| EXERCISE DESCRIPTION |
Swap "metal rod" for "steel bar" throughout the listing below and give it again with nothing else changed, leaving out the pictures.

| DATA EXTRACT |

---+---

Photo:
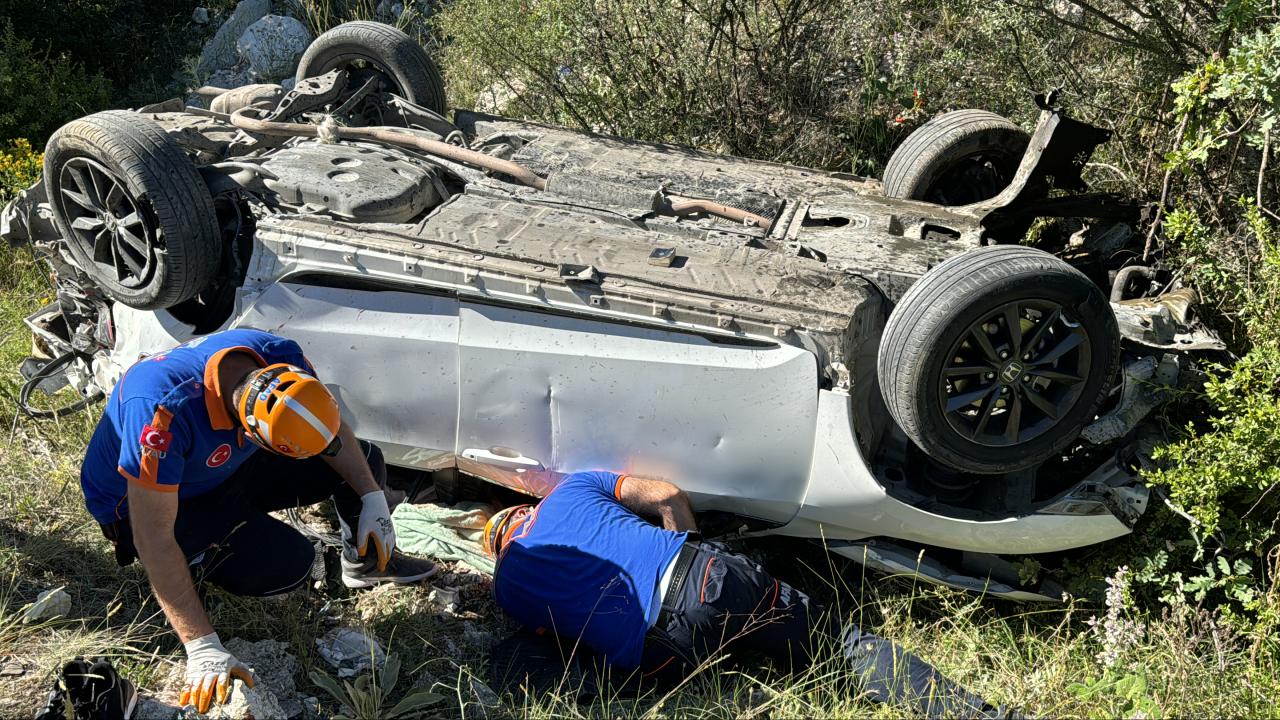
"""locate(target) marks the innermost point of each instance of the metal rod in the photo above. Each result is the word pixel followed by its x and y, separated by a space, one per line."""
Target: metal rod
pixel 389 136
pixel 690 205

---+---

| EXERCISE SOLUTION |
Photo:
"""locate(target) marks the innermost point of each instance of the steel bar in the photo above. Each result is the word pixel followed by its x and y, separated by a space, one per line."""
Target: steel bar
pixel 389 136
pixel 690 205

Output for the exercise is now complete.